Work instruction:
The expected result is the full set of records, copied precisely, with images dropped.

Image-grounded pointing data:
◆ ◆ ◆

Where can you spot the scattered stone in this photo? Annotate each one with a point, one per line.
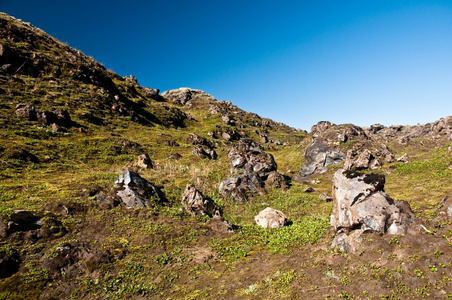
(131, 79)
(318, 156)
(180, 96)
(237, 187)
(361, 205)
(9, 263)
(135, 191)
(325, 197)
(309, 190)
(151, 93)
(228, 120)
(174, 156)
(404, 158)
(358, 160)
(270, 218)
(249, 156)
(22, 220)
(26, 110)
(144, 161)
(195, 139)
(194, 202)
(57, 128)
(276, 180)
(219, 223)
(209, 153)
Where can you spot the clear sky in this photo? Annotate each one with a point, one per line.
(297, 62)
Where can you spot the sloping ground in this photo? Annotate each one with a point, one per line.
(85, 249)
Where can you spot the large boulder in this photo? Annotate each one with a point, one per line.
(136, 191)
(249, 156)
(318, 156)
(194, 202)
(360, 205)
(237, 187)
(270, 218)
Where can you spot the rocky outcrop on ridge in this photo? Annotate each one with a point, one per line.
(331, 145)
(136, 191)
(252, 167)
(360, 205)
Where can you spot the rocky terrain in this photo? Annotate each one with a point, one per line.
(112, 190)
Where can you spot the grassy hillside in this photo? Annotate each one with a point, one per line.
(85, 249)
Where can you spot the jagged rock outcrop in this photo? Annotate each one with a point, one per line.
(249, 156)
(271, 218)
(327, 148)
(237, 187)
(144, 161)
(253, 168)
(194, 202)
(136, 191)
(441, 128)
(318, 156)
(361, 205)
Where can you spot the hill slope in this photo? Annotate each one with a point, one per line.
(69, 129)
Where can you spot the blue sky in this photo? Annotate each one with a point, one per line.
(297, 62)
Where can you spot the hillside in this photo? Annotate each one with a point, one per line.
(70, 128)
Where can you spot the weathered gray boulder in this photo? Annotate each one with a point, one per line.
(249, 156)
(318, 156)
(219, 223)
(180, 96)
(26, 110)
(194, 202)
(270, 218)
(361, 205)
(359, 160)
(404, 158)
(237, 187)
(276, 180)
(205, 152)
(144, 161)
(136, 191)
(152, 93)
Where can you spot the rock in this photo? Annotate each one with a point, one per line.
(26, 110)
(195, 139)
(144, 161)
(270, 218)
(320, 128)
(194, 202)
(318, 156)
(180, 96)
(22, 220)
(219, 223)
(300, 179)
(309, 190)
(249, 156)
(404, 158)
(361, 205)
(58, 116)
(135, 191)
(324, 197)
(228, 120)
(174, 156)
(9, 263)
(276, 180)
(446, 205)
(208, 153)
(358, 160)
(57, 128)
(237, 187)
(151, 93)
(131, 79)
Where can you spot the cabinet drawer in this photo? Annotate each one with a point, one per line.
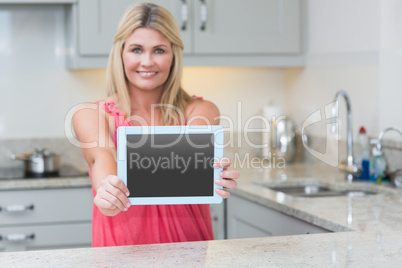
(45, 206)
(45, 237)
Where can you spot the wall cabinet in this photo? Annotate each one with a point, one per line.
(214, 32)
(246, 219)
(45, 219)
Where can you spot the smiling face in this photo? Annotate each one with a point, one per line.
(147, 58)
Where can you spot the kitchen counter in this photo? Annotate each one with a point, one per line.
(367, 231)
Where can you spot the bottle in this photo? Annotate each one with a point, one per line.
(364, 158)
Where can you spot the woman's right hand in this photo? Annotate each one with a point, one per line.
(112, 196)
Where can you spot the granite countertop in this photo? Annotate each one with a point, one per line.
(367, 231)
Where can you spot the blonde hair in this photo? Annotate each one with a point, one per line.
(174, 99)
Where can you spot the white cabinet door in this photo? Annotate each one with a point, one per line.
(218, 220)
(247, 27)
(99, 19)
(247, 219)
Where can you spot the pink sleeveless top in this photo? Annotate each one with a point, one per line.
(149, 224)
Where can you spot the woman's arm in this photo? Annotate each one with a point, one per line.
(201, 112)
(92, 130)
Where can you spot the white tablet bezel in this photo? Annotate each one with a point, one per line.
(122, 133)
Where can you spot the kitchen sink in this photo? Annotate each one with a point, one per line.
(317, 190)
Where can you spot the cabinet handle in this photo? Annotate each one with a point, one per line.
(184, 15)
(17, 208)
(19, 237)
(204, 15)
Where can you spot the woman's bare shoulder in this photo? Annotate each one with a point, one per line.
(202, 112)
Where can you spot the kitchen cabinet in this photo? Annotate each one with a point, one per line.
(218, 220)
(45, 219)
(218, 32)
(246, 219)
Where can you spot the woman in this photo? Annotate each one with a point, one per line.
(143, 80)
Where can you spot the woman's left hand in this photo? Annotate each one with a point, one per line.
(228, 177)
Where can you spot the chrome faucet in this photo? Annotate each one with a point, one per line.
(348, 166)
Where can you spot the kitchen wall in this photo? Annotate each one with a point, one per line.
(38, 91)
(351, 45)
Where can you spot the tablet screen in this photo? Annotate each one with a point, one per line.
(170, 165)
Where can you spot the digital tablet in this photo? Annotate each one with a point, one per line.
(170, 164)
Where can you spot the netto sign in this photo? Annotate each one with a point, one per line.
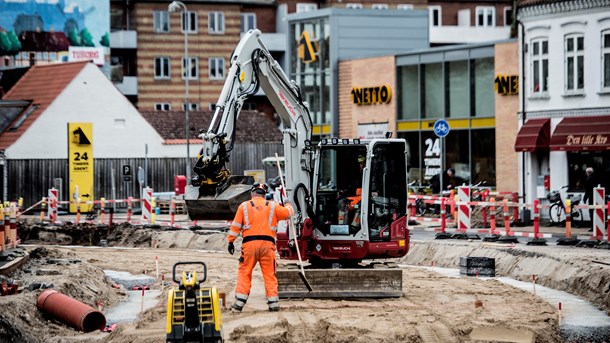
(507, 84)
(371, 95)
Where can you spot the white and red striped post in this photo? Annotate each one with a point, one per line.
(516, 208)
(413, 204)
(443, 215)
(146, 205)
(492, 216)
(102, 210)
(172, 213)
(463, 208)
(537, 219)
(506, 217)
(599, 196)
(129, 209)
(484, 197)
(77, 221)
(53, 195)
(13, 215)
(608, 222)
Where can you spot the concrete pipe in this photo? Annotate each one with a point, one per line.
(71, 311)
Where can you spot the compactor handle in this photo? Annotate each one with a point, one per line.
(205, 271)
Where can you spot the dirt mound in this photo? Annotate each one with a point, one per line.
(20, 320)
(582, 272)
(123, 235)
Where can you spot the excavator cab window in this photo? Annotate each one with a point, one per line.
(387, 189)
(339, 186)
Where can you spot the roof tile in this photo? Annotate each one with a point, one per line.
(41, 84)
(252, 126)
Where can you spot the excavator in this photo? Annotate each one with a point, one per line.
(349, 195)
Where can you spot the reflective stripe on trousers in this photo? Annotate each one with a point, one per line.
(263, 253)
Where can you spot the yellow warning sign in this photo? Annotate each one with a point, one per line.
(80, 164)
(307, 52)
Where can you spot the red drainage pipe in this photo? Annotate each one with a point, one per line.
(71, 311)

◆ ◆ ◆

Problem solution:
Where can you spot the scattered stone in this photo? Annotate each one with a point, one per line.
(131, 79)
(318, 156)
(180, 96)
(237, 187)
(361, 205)
(9, 263)
(135, 191)
(325, 197)
(309, 190)
(151, 93)
(228, 120)
(174, 156)
(404, 158)
(358, 160)
(270, 218)
(249, 156)
(22, 220)
(26, 110)
(144, 161)
(195, 139)
(194, 202)
(57, 128)
(276, 180)
(219, 223)
(209, 153)
Where can you spot the clear sky in this photo? Annotate each one with a point, one per line.
(297, 62)
Where can you spot the sloping ground in this photo? Annotate each one with a point, one per line.
(85, 249)
Where can you spot the large boulder in this photo? Annotate each one with a point, one per line.
(136, 191)
(249, 156)
(318, 156)
(194, 202)
(360, 205)
(237, 187)
(270, 218)
Where can you spot the rocky outcrop on ridge in this photo? Annotate each one with a point, one per line.
(331, 145)
(136, 191)
(252, 167)
(360, 205)
Where can you spot the rocky terrain in this photo? Annotate each one with a point, one per line.
(112, 190)
Where can you spot the grassy hillside in this photo? Annotate each one with a point, one per line.
(85, 249)
Where can you spot the jagged rock outcrop in this photo? Annotate each one with a point, one per line.
(249, 156)
(271, 218)
(327, 148)
(237, 187)
(144, 161)
(253, 168)
(194, 202)
(136, 191)
(441, 128)
(318, 156)
(361, 205)
Where can you spot the hill slope in this photo? Annotate each one with a point, one per line.
(69, 129)
Where can you spot the blue sky in this photo? Annotate each one with a point, one per line.
(297, 62)
Where can you spot the hillside in this photo? Annotate each one with a point, one per line.
(70, 128)
Where can you spot the weathered gray boulder in this photo? Annotate each one with a point, one per line.
(249, 156)
(318, 156)
(219, 223)
(180, 96)
(26, 110)
(194, 202)
(270, 218)
(361, 205)
(359, 160)
(404, 158)
(237, 187)
(276, 180)
(205, 152)
(144, 161)
(136, 191)
(152, 93)
Where can you spot the rock in this photo? Annotate each one with a point, one per line.
(26, 110)
(195, 139)
(144, 161)
(270, 218)
(320, 128)
(194, 202)
(318, 156)
(180, 96)
(22, 220)
(219, 223)
(300, 179)
(309, 190)
(249, 156)
(404, 158)
(361, 205)
(58, 116)
(135, 191)
(324, 197)
(228, 120)
(174, 156)
(9, 263)
(276, 180)
(446, 205)
(208, 153)
(358, 160)
(57, 128)
(237, 187)
(151, 93)
(131, 79)
Where can you spot the cabinet drawer in this photo? Annotate each one with a point, one per line.
(45, 206)
(45, 237)
Where can you spot the wall cabinet in this photo? Annotate each one with a point, one per line.
(214, 32)
(246, 219)
(45, 219)
Where can you spot the smiling face in this photo? Annotate each one with a point, one per line.
(147, 58)
Where can you spot the kitchen counter in this photo? Annotate each one with a point, one per line.
(367, 231)
Where can you spot the bottle in this photo? Annotate each one with a point, one per line.
(364, 158)
Where can you spot the woman's right hand in this photo? Annotate each one with a point, one per line.
(112, 196)
Where can you spot the granite countertop in this photo? Annotate each one with a point, one per line.
(367, 231)
Where can you spot the blonde hair in this photo? Annotate each one with a point, one per line.
(174, 99)
Where can you spot the white cabinet door in this photo? Annotate each one with a point, one per line.
(218, 220)
(247, 27)
(99, 19)
(247, 219)
Where can you spot the pink sleeveless top in this photo? Annotate each one with a point, one per line.
(149, 224)
Where can you spot the woman's arm in this photo? Annotate each one with a point, one per line.
(201, 112)
(92, 130)
Where can you spot the white tablet bezel in this photo? Annotate each one with a point, one per line.
(122, 133)
Where can you spot the kitchen sink in this photo? Annotate each one with a point, one per line.
(317, 190)
Where can you spot the cabinet handle in this photo? Annotate each one with a point, one per line.
(184, 15)
(17, 208)
(19, 237)
(204, 15)
Where can you spot the woman's bare shoulder in this photo? Annotate each one with a point, one per line.
(202, 112)
Where can you spot the kitchen cabinet in this photo? Annotate each one with a point, one per line.
(218, 220)
(45, 219)
(218, 32)
(246, 219)
Where can you spot the woman in this photo? Annotate each one with a point, one per line.
(143, 80)
Where can you spot the woman's left hand in this photo? Annotate each one with a point, one per line.
(228, 177)
Where can you spot the chrome faucet in this photo? Annotate each one with a point, one per line.
(348, 166)
Where can you spot the kitchen wall in this photo? Annotate each one with a point, one per line.
(38, 91)
(351, 45)
Where can you spot the tablet screen in this photo? Annotate each one with a point, one per line.
(170, 165)
Where can you spot the digital tablet in this photo? Annotate each one with a point, one per line.
(170, 164)
Where can you spot the netto sign in this photo? Annotate each one with a point, one per line.
(507, 84)
(371, 95)
Where can you spot the white and red striped post in this photo? Annotate each one with a point, one per line.
(516, 208)
(413, 204)
(443, 215)
(146, 205)
(492, 216)
(102, 210)
(172, 213)
(463, 208)
(537, 219)
(506, 217)
(599, 196)
(129, 209)
(484, 197)
(77, 221)
(53, 195)
(13, 215)
(608, 222)
Where can you spot the concrete pipe in this photo? Annotate each one with a point, one per line.
(71, 311)
Where can you spot the compactor handle in this photo? Annotate each one with a point, one per line.
(205, 271)
Where can you spot the dirt mound in this photo? Annotate each one with a point, one per line.
(20, 320)
(582, 272)
(123, 235)
Where can you spot the excavator cab window in this photo? Annotate each one with a point, one per line.
(387, 189)
(339, 186)
Where can you spot the roof tile in this photo? Annotate each one with a point, one per line.
(41, 84)
(252, 126)
Where can you spot the excavator in this photo? Annotate each one with a point, one per line.
(349, 195)
Where can you spot the reflective stripe on trousers in this photo? Annotate each one with a point, one per line.
(263, 253)
Where can you spot the yellow warning sign in this photo? Annotate each one with a point, one per line.
(80, 164)
(307, 52)
Where can you spot the red drainage pipe in this photo? Annotate each one with a point, one per line.
(71, 311)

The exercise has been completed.